- _TASK TO CARRY OUT_
Please lay out every line of the material below as a Markdown table with two columns, Row for the row number and Line for the line itself. Leave out any blank lines.

DATA SECTION below:

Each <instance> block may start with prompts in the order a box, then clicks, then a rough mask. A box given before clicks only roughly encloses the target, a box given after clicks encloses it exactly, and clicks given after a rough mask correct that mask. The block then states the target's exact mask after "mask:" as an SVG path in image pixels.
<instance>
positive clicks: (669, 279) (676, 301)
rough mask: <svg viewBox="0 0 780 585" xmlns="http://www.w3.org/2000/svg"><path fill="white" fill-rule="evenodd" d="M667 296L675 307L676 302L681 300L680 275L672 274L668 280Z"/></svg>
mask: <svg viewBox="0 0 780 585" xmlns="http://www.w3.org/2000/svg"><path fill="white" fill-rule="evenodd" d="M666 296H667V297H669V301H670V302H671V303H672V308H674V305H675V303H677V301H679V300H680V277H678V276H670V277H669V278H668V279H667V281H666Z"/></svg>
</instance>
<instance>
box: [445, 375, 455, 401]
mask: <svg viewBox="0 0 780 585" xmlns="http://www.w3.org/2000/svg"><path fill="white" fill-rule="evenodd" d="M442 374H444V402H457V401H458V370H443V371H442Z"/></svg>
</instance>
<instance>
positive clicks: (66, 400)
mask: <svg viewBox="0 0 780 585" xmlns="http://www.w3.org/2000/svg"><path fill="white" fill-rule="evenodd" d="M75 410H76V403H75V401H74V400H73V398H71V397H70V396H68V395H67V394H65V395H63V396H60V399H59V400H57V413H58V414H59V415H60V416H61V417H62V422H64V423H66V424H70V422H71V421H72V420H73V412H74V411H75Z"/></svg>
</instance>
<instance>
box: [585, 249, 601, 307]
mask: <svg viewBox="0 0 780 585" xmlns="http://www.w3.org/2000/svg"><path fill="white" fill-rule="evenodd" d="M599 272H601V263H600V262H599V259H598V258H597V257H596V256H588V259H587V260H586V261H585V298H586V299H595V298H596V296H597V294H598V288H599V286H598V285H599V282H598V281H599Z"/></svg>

End of DATA SECTION.

- _SOLUTION FOR THIS PROBLEM_
| Row | Line |
|---|---|
| 1 | Each <instance> block may start with prompts in the order a box, then clicks, then a rough mask. A box given before clicks only roughly encloses the target, a box given after clicks encloses it exactly, and clicks given after a rough mask correct that mask. The block then states the target's exact mask after "mask:" as an SVG path in image pixels. |
| 2 | <instance> |
| 3 | positive clicks: (669, 279) (676, 301) |
| 4 | rough mask: <svg viewBox="0 0 780 585" xmlns="http://www.w3.org/2000/svg"><path fill="white" fill-rule="evenodd" d="M667 296L675 307L676 302L681 300L680 275L672 274L668 280Z"/></svg> |
| 5 | mask: <svg viewBox="0 0 780 585" xmlns="http://www.w3.org/2000/svg"><path fill="white" fill-rule="evenodd" d="M666 296H667V297H669V301H670V302H671V303H672V308H674V305H675V303H677V301H679V300H680V277H678V276H670V277H669V278H668V279H667V281H666Z"/></svg> |
| 6 | </instance> |
| 7 | <instance> |
| 8 | box: [445, 375, 455, 401] |
| 9 | mask: <svg viewBox="0 0 780 585" xmlns="http://www.w3.org/2000/svg"><path fill="white" fill-rule="evenodd" d="M442 374H444V402H457V401H458V370H443V371H442Z"/></svg> |
| 10 | </instance> |
| 11 | <instance> |
| 12 | positive clicks: (66, 400) |
| 13 | mask: <svg viewBox="0 0 780 585" xmlns="http://www.w3.org/2000/svg"><path fill="white" fill-rule="evenodd" d="M75 410H76V403H75V401H74V400H73V398H71V397H70V396H68V395H67V394H65V395H63V396H60V399H59V400H57V413H58V414H59V415H60V416H61V417H62V422H64V423H66V424H70V422H71V421H72V420H73V412H74V411H75Z"/></svg> |
| 14 | </instance> |
| 15 | <instance> |
| 16 | box: [585, 249, 601, 307] |
| 17 | mask: <svg viewBox="0 0 780 585" xmlns="http://www.w3.org/2000/svg"><path fill="white" fill-rule="evenodd" d="M599 272H601V263H600V262H599V259H598V258H597V257H596V256H588V259H587V260H586V261H585V298H586V299H595V298H596V296H597V294H598V288H599V286H598V285H599V282H598V281H599Z"/></svg> |